▸ **How to complete this task**
Every line from the one with "target | patterned area rug" through the final line of the entries below should be returned exactly; leave out all other lines.

Exercise material: Begin

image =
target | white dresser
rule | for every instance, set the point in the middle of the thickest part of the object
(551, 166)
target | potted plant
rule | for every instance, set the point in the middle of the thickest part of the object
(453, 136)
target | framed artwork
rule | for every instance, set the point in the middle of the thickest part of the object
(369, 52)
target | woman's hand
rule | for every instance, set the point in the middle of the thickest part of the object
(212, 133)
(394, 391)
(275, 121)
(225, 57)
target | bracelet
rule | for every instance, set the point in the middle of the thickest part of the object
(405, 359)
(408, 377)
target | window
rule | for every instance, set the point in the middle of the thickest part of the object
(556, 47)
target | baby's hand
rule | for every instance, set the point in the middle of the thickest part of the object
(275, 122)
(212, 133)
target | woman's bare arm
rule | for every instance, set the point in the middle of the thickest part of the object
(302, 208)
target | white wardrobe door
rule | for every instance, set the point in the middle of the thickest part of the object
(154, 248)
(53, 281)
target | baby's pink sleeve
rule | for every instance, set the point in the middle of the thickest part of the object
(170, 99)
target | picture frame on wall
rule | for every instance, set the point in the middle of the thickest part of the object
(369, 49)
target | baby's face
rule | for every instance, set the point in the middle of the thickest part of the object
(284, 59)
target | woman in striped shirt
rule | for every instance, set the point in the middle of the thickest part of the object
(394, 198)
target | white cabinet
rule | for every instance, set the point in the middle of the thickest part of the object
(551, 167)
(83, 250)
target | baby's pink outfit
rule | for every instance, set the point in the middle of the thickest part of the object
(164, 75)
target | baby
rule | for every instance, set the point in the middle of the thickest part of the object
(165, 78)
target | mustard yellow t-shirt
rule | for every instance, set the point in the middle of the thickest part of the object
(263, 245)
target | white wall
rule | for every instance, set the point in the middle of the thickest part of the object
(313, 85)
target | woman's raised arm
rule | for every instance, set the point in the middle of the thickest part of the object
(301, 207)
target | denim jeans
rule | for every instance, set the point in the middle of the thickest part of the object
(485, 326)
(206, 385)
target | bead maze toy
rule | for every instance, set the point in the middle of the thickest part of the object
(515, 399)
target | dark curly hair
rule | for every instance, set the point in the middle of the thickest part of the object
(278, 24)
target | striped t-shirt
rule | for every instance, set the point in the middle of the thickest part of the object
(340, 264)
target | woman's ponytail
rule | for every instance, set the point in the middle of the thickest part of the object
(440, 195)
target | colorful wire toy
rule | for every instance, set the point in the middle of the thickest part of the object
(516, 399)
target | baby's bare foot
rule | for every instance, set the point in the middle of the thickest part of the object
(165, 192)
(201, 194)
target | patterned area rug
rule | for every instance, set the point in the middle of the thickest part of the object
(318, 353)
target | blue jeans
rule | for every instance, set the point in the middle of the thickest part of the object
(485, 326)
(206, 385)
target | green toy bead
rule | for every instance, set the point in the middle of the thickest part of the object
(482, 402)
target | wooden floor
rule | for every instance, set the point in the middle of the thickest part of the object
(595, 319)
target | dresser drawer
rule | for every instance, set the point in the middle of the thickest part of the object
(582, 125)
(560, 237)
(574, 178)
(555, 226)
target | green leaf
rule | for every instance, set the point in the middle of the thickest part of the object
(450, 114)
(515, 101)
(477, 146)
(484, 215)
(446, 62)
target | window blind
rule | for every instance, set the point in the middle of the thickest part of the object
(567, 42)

Exercise material: End

▸ **Exercise answer**
target | patterned area rug
rule | for every instance, set the point in the middle of the thickest part of the object
(318, 353)
target | blue jeans
rule | for every instance, set the point in the middle of the thickest part of the object
(485, 326)
(206, 385)
target | green toy bead
rule | for every instance, set the point in the middle of the thickest part of the object
(482, 402)
target | wooden floor
rule | for every instance, set the point in the middle of the thickest part of the object
(595, 319)
target | dresser drawer
rule | for every instance, set the point in the middle of the thickest part of the object
(582, 125)
(560, 237)
(574, 178)
(555, 226)
target | green leaf
rule | for every instance, set the point in the middle of the thickest part of the object
(450, 114)
(515, 101)
(477, 146)
(484, 215)
(446, 62)
target | window blind
rule | for every instance, set the point in the middle of the thickest part of the object
(567, 42)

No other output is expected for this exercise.